**Job**: Place into a JSON list of strings each line of the data from the line with "layered rock formation." to the line with "(254, 325), (877, 559)", both included, with one string per line and blank lines omitted.

**Material shown**:
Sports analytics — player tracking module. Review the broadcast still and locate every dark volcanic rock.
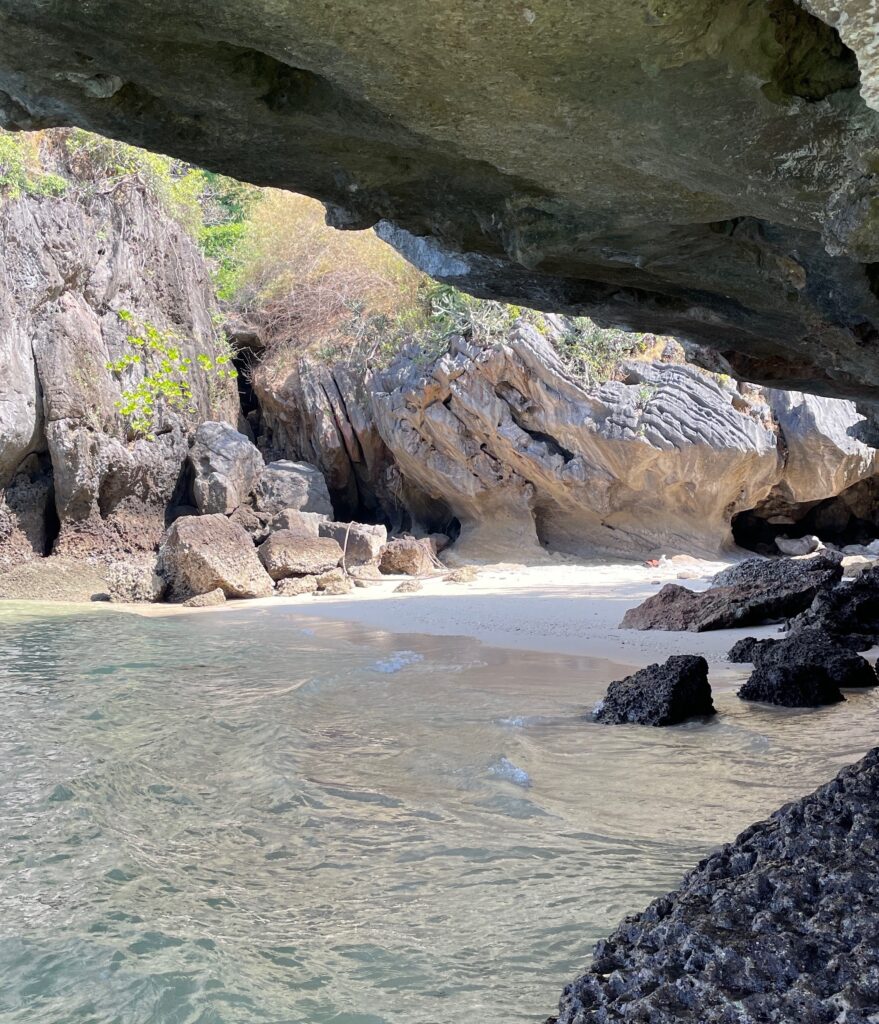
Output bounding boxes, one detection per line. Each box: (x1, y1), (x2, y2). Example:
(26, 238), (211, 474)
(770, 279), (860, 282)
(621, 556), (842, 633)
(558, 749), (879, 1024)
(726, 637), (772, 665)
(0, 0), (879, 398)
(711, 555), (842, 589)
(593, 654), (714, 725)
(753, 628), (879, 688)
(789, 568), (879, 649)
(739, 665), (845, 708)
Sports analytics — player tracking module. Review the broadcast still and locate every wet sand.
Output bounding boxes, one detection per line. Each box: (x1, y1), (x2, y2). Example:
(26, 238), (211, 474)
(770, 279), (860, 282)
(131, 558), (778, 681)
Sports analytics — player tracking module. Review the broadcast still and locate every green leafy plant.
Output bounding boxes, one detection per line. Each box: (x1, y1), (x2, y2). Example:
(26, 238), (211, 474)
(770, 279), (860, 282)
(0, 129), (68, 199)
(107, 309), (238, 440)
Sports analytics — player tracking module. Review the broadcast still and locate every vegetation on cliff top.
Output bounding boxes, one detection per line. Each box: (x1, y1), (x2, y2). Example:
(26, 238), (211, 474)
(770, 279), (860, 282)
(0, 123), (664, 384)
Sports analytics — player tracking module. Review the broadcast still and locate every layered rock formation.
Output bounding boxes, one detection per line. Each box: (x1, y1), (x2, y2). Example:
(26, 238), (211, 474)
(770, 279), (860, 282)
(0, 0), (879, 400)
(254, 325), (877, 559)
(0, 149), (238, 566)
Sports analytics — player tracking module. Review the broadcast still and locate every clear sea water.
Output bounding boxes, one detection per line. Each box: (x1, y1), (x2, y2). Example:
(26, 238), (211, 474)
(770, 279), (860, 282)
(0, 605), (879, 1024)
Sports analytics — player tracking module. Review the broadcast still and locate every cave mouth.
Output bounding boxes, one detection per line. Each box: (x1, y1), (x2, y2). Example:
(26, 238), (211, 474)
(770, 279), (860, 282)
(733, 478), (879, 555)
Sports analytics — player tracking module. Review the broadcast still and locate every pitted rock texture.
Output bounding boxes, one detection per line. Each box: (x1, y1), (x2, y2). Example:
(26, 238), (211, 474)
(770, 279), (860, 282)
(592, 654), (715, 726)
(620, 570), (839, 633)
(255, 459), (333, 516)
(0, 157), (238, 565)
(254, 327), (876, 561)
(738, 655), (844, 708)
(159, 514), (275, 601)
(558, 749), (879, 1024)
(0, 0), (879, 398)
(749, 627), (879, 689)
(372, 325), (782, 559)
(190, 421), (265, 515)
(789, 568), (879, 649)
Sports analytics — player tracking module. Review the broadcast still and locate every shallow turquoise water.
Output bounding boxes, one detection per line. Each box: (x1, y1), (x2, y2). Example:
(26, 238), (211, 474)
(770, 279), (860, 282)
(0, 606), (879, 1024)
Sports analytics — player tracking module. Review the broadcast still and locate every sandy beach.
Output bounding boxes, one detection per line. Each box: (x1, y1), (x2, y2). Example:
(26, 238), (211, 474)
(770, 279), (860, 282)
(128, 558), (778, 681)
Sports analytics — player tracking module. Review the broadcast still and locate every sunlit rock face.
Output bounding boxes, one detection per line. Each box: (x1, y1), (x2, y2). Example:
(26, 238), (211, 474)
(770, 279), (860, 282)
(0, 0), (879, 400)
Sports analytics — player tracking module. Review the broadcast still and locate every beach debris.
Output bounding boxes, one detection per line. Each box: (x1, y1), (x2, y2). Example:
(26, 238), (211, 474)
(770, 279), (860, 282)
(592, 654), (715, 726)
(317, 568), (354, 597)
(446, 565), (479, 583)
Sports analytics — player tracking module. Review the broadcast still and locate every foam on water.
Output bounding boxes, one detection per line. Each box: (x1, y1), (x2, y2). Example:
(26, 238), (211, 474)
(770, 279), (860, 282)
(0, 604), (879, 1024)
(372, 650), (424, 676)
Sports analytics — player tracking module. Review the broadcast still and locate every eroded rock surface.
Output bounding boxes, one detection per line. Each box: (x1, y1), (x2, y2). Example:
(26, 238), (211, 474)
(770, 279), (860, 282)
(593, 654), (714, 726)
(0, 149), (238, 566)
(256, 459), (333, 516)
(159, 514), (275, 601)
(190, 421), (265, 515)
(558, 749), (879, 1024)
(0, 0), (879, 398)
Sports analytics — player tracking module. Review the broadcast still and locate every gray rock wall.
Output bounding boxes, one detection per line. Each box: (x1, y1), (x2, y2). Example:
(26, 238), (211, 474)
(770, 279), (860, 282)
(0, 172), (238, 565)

--

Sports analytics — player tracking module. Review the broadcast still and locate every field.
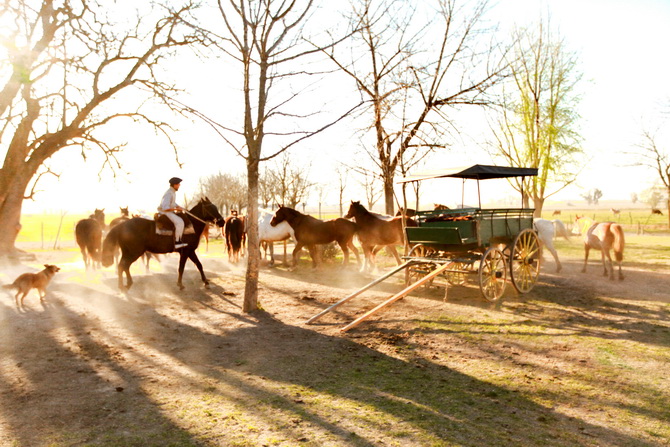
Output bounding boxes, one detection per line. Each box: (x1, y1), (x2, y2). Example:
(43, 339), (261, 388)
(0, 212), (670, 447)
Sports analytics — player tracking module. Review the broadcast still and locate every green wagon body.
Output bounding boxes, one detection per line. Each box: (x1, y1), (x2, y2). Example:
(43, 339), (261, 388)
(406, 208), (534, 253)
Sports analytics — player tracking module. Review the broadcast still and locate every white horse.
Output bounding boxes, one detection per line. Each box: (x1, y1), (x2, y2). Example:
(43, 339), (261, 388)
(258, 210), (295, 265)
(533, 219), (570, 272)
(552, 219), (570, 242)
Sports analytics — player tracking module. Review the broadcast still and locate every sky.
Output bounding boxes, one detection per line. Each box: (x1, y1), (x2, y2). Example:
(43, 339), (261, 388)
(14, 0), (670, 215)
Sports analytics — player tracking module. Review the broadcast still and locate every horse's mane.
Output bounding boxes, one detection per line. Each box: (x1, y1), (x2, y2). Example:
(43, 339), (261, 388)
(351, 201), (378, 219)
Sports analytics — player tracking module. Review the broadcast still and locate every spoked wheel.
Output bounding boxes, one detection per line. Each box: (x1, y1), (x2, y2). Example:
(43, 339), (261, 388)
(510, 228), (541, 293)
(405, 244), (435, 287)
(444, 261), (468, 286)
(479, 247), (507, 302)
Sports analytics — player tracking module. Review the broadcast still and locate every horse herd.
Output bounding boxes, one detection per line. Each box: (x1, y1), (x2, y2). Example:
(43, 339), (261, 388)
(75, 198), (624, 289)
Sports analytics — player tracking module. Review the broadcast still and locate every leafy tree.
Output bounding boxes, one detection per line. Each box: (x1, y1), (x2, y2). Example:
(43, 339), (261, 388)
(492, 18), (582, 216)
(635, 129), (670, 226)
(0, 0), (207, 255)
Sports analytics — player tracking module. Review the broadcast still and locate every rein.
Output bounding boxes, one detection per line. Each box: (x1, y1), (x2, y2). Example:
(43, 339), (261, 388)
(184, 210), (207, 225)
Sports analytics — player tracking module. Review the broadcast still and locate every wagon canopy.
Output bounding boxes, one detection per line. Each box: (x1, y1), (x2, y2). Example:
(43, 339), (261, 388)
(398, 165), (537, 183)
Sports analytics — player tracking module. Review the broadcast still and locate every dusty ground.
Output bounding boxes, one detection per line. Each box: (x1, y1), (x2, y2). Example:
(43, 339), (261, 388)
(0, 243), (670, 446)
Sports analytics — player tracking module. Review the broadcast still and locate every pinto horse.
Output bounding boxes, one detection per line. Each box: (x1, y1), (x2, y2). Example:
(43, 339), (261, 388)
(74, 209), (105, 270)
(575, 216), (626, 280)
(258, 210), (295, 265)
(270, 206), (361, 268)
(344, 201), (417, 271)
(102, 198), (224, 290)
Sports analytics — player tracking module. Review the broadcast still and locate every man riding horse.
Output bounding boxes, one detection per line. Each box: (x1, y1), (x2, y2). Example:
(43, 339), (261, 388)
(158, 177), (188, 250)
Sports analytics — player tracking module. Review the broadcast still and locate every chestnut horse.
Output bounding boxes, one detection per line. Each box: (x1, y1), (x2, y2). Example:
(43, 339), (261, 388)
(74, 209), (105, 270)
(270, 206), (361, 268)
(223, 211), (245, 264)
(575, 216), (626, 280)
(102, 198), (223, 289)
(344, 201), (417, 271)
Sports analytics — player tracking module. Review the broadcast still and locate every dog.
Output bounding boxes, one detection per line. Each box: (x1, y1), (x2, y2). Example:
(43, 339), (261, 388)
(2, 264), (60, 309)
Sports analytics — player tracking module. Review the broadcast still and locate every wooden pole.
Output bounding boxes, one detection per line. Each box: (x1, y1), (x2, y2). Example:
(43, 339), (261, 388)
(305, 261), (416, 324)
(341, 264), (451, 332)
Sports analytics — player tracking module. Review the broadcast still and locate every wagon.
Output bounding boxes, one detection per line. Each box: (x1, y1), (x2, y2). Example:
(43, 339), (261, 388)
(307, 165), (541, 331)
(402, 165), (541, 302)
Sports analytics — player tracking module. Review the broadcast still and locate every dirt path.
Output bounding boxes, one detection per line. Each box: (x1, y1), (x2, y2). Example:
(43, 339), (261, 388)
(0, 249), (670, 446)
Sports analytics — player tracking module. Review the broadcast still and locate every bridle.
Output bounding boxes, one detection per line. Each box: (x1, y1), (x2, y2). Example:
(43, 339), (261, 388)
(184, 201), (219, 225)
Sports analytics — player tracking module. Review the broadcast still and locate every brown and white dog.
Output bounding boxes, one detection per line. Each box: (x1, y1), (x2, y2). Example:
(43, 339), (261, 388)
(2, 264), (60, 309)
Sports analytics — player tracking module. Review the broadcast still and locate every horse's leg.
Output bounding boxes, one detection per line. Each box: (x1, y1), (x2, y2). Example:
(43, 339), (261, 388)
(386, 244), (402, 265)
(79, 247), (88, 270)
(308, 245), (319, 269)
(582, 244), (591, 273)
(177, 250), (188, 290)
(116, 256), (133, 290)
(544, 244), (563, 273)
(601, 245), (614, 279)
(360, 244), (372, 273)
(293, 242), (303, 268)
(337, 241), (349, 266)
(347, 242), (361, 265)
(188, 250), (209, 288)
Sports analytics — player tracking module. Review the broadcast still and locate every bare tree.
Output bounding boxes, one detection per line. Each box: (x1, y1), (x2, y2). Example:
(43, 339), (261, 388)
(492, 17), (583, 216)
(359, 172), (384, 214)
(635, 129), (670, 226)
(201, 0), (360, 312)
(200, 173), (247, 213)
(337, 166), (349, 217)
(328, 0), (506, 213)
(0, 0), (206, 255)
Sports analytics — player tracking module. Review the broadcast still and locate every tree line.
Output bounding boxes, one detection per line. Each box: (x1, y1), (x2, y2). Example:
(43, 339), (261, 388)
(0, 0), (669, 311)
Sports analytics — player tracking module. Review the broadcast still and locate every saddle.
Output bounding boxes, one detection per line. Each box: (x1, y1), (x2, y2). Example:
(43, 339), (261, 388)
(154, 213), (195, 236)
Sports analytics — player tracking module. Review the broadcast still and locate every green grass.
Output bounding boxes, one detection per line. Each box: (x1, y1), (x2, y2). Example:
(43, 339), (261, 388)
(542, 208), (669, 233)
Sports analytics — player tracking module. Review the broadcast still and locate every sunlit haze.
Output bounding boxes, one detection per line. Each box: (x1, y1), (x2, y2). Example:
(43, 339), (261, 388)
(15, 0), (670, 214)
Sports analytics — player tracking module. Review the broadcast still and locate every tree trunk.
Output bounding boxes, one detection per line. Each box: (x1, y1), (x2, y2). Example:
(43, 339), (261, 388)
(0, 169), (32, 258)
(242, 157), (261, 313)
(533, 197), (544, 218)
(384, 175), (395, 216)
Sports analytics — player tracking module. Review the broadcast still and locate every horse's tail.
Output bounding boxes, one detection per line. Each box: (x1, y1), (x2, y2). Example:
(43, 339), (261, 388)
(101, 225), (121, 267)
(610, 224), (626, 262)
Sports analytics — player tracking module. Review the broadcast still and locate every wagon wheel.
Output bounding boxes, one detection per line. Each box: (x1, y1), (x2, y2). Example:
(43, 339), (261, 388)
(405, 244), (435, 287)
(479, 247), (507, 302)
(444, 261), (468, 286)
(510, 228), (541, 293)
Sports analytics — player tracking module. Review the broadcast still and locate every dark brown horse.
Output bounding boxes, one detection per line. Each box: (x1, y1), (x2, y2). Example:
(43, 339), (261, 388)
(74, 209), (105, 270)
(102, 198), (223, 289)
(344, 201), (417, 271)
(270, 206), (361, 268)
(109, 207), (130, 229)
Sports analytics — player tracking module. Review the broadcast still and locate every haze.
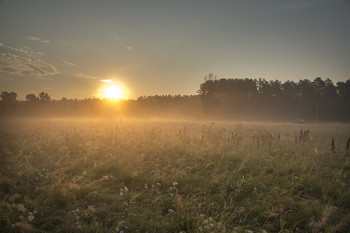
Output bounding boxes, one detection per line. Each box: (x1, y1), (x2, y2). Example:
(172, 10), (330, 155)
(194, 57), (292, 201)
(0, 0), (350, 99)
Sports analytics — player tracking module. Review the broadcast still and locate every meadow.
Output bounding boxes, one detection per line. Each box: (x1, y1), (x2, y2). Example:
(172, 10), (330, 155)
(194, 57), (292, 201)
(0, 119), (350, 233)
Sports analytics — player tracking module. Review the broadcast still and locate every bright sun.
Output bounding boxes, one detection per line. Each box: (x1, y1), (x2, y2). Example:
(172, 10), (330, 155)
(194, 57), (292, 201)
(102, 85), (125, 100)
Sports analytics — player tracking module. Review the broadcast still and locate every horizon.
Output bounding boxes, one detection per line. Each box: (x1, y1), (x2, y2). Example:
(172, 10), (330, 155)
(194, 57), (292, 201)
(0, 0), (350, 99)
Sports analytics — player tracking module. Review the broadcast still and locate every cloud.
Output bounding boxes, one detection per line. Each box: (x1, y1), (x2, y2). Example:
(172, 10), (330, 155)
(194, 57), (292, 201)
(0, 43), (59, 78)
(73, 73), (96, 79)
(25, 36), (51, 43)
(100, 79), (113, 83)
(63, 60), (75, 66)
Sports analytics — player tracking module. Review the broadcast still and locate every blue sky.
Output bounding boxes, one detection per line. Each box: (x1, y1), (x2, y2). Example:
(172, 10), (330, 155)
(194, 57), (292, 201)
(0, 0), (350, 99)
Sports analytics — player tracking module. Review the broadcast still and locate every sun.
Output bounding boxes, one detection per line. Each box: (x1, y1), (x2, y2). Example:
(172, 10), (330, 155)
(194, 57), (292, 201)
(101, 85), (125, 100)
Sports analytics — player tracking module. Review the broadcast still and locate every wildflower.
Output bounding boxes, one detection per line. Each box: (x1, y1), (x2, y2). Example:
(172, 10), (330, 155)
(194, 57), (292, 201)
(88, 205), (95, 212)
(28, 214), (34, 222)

---

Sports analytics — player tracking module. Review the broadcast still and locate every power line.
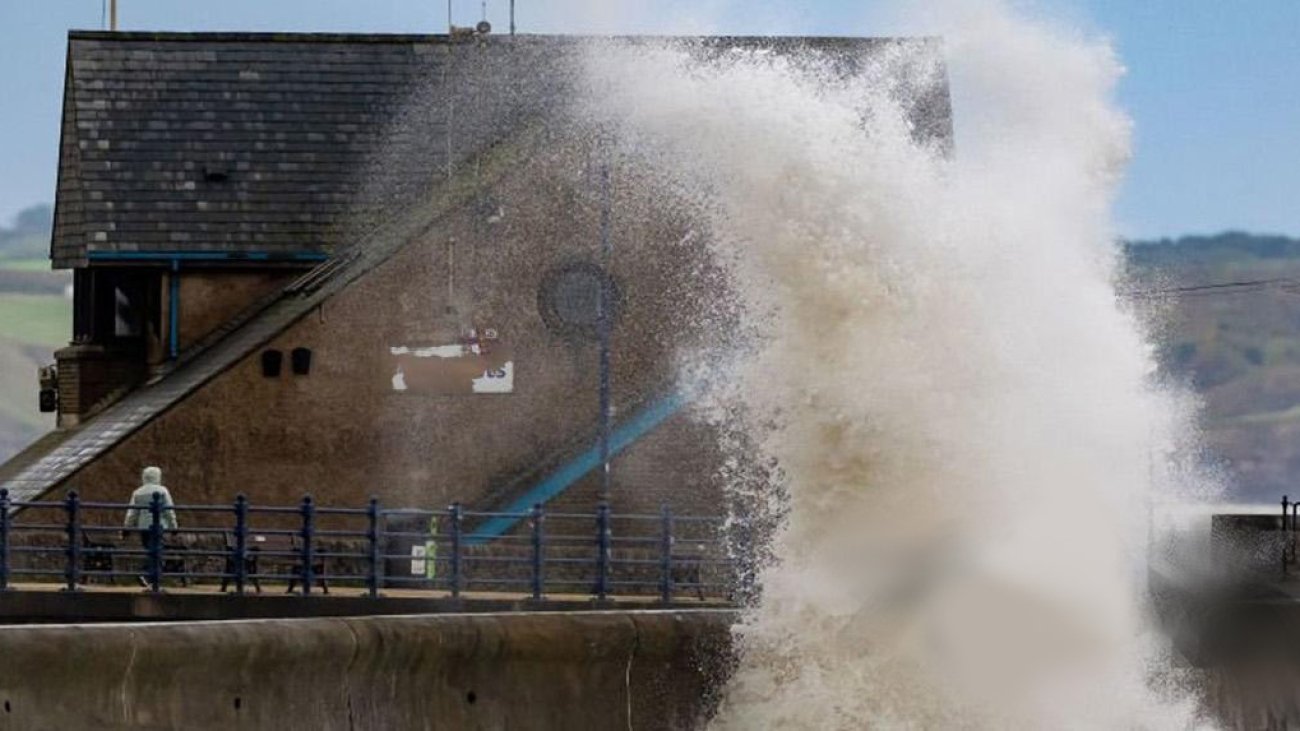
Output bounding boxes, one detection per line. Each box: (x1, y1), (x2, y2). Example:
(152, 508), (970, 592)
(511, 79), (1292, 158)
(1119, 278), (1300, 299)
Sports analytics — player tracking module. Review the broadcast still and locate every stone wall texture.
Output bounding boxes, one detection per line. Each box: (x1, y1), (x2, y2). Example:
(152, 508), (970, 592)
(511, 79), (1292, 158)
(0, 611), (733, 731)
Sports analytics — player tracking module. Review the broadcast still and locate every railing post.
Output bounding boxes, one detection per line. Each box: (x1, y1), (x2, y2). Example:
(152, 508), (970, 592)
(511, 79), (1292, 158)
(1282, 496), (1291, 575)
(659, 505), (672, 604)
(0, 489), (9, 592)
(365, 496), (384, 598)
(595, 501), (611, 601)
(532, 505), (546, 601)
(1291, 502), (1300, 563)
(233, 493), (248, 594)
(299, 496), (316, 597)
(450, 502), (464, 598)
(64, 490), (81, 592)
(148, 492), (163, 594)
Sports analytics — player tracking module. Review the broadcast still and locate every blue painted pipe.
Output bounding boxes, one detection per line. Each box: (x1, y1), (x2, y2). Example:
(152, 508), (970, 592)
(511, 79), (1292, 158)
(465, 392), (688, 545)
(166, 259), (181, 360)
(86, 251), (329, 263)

**Written reply**:
[
  "Sports analytics — player tracking module. Review the broadcast still and locate every layered rock formation.",
  "Output bounding boxes, one detection per line. Each box: (x1, y1), (x2, y2). Example:",
  "(26, 238), (211, 474)",
  "(770, 279), (860, 282)",
  "(0, 0), (879, 400)",
  "(254, 325), (877, 559)"
]